**WHAT THE EXERCISE ASKS**
Which lines in the data below contain the word "carbon", with case counting? Return each of those lines.

**EXERCISE INPUTS**
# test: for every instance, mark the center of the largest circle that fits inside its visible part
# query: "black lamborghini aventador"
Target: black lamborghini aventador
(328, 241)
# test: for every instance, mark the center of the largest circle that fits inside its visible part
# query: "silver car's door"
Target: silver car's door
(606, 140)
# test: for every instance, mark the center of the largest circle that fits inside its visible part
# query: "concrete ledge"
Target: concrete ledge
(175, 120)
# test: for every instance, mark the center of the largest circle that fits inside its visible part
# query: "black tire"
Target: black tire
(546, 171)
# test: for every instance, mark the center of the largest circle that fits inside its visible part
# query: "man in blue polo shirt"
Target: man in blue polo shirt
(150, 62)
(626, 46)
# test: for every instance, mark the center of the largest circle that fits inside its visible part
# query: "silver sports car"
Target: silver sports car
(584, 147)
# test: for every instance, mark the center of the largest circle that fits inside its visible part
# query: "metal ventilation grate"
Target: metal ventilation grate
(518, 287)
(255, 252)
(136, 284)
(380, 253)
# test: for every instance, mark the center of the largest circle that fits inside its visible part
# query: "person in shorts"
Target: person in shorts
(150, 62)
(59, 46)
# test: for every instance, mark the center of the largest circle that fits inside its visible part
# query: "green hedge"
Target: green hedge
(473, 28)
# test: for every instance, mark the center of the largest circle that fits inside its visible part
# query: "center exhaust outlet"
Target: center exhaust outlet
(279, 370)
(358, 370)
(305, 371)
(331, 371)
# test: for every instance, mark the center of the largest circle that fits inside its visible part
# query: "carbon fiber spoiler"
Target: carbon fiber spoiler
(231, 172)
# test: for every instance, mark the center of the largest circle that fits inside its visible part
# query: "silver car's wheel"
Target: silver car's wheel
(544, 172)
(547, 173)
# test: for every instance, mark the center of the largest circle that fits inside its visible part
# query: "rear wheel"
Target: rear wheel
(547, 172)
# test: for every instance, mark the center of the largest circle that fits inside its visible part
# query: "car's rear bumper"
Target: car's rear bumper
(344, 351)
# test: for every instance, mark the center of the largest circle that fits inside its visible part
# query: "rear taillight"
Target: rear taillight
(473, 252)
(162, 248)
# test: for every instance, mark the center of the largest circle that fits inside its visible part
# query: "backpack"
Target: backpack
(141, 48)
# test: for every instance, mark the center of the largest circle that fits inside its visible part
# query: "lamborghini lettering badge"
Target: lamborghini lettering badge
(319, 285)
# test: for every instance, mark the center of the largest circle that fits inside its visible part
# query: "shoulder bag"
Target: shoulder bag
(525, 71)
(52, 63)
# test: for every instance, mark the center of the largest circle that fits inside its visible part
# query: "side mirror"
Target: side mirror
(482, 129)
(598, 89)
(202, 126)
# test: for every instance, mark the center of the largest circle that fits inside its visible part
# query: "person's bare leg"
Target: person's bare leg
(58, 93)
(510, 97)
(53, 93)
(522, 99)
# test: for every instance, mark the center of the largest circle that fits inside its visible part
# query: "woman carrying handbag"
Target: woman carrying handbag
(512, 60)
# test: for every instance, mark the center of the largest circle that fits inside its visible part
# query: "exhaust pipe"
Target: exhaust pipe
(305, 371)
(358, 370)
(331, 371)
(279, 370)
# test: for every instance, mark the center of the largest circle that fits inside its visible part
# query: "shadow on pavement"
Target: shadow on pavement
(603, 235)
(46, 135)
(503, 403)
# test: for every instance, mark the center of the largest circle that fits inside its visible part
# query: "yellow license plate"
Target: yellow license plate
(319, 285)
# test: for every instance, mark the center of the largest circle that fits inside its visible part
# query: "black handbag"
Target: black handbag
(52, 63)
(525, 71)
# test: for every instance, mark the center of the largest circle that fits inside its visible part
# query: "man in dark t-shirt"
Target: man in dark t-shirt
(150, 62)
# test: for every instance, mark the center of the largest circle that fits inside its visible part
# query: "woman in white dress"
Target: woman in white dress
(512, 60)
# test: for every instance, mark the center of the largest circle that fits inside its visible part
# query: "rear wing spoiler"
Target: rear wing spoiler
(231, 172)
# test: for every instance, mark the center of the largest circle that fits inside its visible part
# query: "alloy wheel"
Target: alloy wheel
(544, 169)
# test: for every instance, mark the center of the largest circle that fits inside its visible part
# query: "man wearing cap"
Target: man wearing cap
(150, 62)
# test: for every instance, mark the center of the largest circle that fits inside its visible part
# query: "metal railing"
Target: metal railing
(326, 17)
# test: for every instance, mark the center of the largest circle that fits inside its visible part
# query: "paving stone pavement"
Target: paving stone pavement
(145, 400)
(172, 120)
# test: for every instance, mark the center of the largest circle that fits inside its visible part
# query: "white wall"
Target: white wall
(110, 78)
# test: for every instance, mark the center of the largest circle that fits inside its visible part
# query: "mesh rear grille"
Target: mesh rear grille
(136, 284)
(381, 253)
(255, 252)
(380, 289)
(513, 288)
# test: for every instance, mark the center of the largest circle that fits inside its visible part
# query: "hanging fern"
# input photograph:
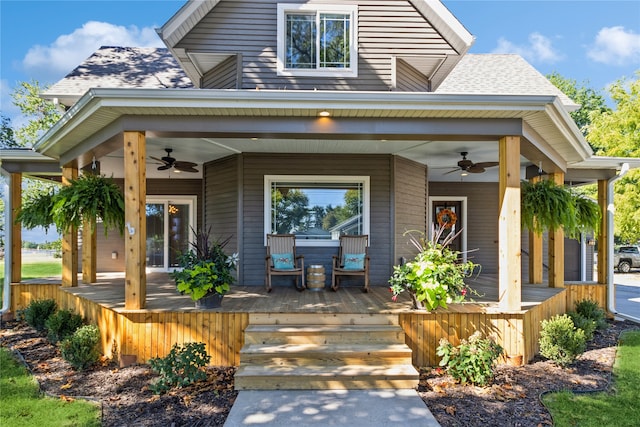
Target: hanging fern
(547, 206)
(89, 196)
(36, 211)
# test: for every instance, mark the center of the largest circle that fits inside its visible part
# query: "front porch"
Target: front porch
(171, 318)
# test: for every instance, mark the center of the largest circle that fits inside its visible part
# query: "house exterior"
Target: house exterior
(370, 100)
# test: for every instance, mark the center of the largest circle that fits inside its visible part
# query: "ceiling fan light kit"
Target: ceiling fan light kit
(178, 166)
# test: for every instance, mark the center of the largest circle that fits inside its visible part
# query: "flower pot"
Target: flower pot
(212, 300)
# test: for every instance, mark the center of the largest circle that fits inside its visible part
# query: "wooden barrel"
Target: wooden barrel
(315, 277)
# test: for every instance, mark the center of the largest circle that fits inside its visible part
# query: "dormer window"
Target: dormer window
(317, 40)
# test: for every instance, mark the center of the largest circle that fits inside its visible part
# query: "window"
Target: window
(318, 210)
(317, 40)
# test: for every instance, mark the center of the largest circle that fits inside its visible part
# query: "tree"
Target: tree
(590, 100)
(617, 133)
(42, 114)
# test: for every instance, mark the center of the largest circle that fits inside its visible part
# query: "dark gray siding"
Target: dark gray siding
(250, 218)
(224, 76)
(410, 204)
(114, 241)
(385, 28)
(482, 219)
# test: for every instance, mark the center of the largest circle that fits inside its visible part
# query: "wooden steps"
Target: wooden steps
(305, 352)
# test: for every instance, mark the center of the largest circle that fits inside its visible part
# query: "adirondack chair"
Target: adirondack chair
(352, 260)
(281, 260)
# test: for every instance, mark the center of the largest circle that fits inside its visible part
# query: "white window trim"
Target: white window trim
(193, 222)
(352, 71)
(366, 206)
(463, 226)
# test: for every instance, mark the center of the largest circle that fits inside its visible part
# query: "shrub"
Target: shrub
(472, 361)
(81, 349)
(37, 313)
(560, 341)
(181, 367)
(591, 310)
(584, 323)
(62, 324)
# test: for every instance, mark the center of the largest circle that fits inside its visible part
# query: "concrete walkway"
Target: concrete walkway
(354, 408)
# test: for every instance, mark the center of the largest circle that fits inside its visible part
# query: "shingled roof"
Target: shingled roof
(120, 67)
(499, 74)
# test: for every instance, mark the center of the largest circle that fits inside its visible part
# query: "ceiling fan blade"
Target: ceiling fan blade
(159, 160)
(475, 169)
(487, 164)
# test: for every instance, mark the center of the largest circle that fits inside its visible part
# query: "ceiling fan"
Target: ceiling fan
(170, 162)
(466, 165)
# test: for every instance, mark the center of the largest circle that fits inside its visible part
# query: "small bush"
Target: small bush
(472, 361)
(560, 341)
(181, 367)
(81, 349)
(591, 310)
(584, 323)
(37, 313)
(62, 324)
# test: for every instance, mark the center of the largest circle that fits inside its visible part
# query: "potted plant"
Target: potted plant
(206, 270)
(435, 277)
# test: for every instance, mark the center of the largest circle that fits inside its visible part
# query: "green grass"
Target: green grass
(618, 408)
(21, 403)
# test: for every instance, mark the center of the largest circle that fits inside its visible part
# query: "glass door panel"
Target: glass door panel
(155, 235)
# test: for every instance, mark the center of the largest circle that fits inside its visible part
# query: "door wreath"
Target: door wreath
(447, 218)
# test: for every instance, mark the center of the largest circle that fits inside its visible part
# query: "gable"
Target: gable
(423, 34)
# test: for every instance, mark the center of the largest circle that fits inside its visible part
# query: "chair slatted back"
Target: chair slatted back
(353, 245)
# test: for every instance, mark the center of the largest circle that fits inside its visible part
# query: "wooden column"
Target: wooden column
(135, 220)
(509, 230)
(15, 245)
(69, 239)
(603, 237)
(556, 247)
(535, 252)
(89, 248)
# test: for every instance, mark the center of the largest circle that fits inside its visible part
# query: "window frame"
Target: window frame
(351, 71)
(329, 179)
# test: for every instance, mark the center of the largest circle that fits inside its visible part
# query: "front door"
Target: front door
(169, 224)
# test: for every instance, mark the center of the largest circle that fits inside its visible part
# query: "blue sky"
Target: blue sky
(592, 42)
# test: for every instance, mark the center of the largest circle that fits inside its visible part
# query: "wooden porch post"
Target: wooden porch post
(603, 237)
(556, 247)
(535, 252)
(135, 220)
(509, 230)
(89, 248)
(69, 239)
(16, 228)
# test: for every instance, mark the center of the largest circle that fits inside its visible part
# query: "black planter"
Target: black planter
(213, 300)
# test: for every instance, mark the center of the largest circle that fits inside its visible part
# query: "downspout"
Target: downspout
(6, 292)
(624, 168)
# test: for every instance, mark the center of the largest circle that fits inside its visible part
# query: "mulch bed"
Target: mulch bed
(125, 398)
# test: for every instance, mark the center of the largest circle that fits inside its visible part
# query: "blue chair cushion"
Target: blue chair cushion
(354, 261)
(283, 261)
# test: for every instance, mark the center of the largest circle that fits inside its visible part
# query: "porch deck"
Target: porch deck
(162, 296)
(171, 318)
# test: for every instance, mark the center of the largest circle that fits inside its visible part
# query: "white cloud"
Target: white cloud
(50, 63)
(538, 50)
(616, 46)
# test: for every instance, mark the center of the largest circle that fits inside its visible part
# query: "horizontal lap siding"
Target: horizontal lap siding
(386, 28)
(257, 166)
(410, 181)
(482, 219)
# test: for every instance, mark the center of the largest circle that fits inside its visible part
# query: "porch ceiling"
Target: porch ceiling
(204, 125)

**OUTPUT BELOW**
# query: "carbon fiber spoiler"
Target: carbon fiber spoiler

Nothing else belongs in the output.